Petunjuk
**a)** Jawablah pertanyaan berikut berdasarkan teks tentang IQ dan pendidikan sekolah.
(i) Apa tugas sekolah menurut teks itu?
(ii) Apa yang disebut sebagai musuh besar sosialisasi?
(iii) Apa yang dikatakan merepresentasi intelektualitas anak?
**b)** Lanjutkan teks tentang IQ dan pendidikan sekolah, dimulai setelah kalimat terakhirnya.

I.       IQ dan EI dalam Proses Pembelajaran
Semua anak yang lahir memiliki intelegensi tertentu. Dan, anak dengan kemampuan intelektual itu juga harus dibentuk menjadi orang dewasa mandiri dalam kehidupan masyarakat. Dalam usaha mnecapai tujuan itu, tugas sekolah adalah membantu anak memperoleh tingkat kepandaian sesuai kemampuan intelektualnya dan yang diperlukan untuk menjadi anggota masyarakat di kemudian hari. Anak bisa menjadi pribadi dewasa dengan emosional intelligence yang sehat bila diterima sesuai IQ nya.

J.      Sekolah Sulit Menyosialkan Pelajarnya
Sistem pendidikan dan pembelajaran kita, sistem persekolahan kita melakukan upaya penyeragaman dalam keberagaman. Kolektivisme adalah musuh besar sosialisasi. Anak yang sejatinya memiliki keberagaman intelektualitas diseragamkan untuk menerima pembelajaran. Mereka dipaksa pandai dengan berdasar pada nilai kuantitatif semu. Peringkat adalah indikasinya. Peringkat merepresentasi intelektualitas anak. Padahal di setiap sekolah memiliki perbedaan dalam hal ini. Selain itu, kebanyakan orang tua tidak mendidik anaknya untuk menerima diri sendiri apa adanya. Tidak boleh ada anak yang lebih dari anak mereka. Akibatnya pelajar kita pasif, tidak berani bertanya. Mereka menjadi pribadi penurut bukan pribadi yang berinisiatif dan kreatif.

Data Terkumpul

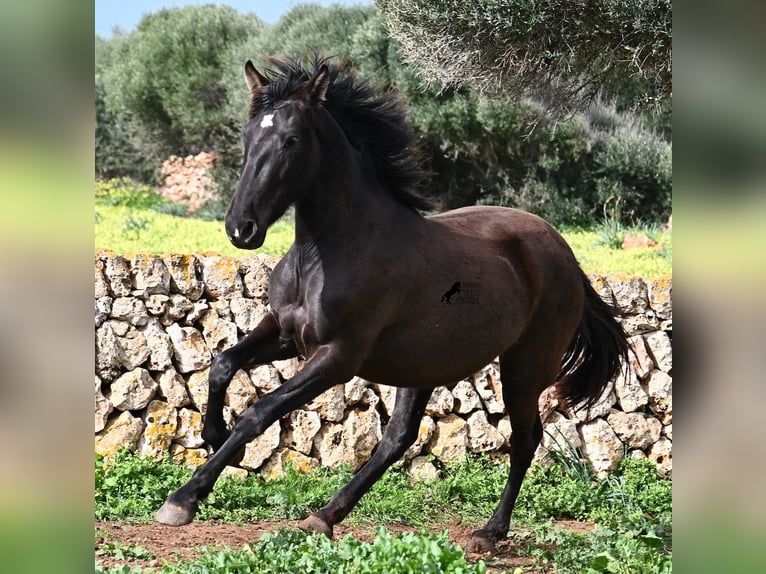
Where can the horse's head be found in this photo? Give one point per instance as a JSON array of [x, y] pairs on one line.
[[281, 156]]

Jawaban per Tugas
**a)**
(i) Membantu anak memperoleh tingkat kepandaian sesuai kemampuan intelektualnya dan yang diperlukan untuk menjadi anggota masyarakat di kemudian hari.
(ii) Kolektivisme.
(iii) Peringkat.

**b)**
BAB III
EVALUASI

A.    Ebtanas dan Ujian Masuk Perguruan Tinggi
Apa yang diharapkan sebuah perguruan tinggi dari lulusan SMU? Harapannya adalah kematangan, baik intelektual maupun emosionalnya untuk dapat menempuh studi akademis. Jadi yang siap memulai studi di perguruan tinggi adalah dia yang dapat mengendalikan nalarnya, ialah mereka yang kritis dan memiliki penguasaan bahasa Indonesia yang matang, baik saat bertutur maupun menulis. Tata bahasa dan ejaan harus dikuasai secara mutlak. Logika bahasa mencirikan segala cara berkomunikasi. Bernalar dan bertutur diperoleh dan dibentuk di sekolah menengah terutama lewat matematika dan bahasa Indonesia.

B.     UAN itu KKN
Apabila ada orang yang ingin membantu anak yang nilainya jelek supaya dapat naik kelas, orang itu baik hati namun jelek secara pedagogis. Akan tetapi, kalau system itu merugikan siswa yang nilainya bagus, sistem itu benar-benar jahat. Cara konversi itu mendidik anak untuk mencapai tujuan dengan merampass hak orang lain. Nilai hasil ujian akhir nasional (UAN) menjadi kurang dari nilai sebenarnya. Itulah jalan menuju KKN.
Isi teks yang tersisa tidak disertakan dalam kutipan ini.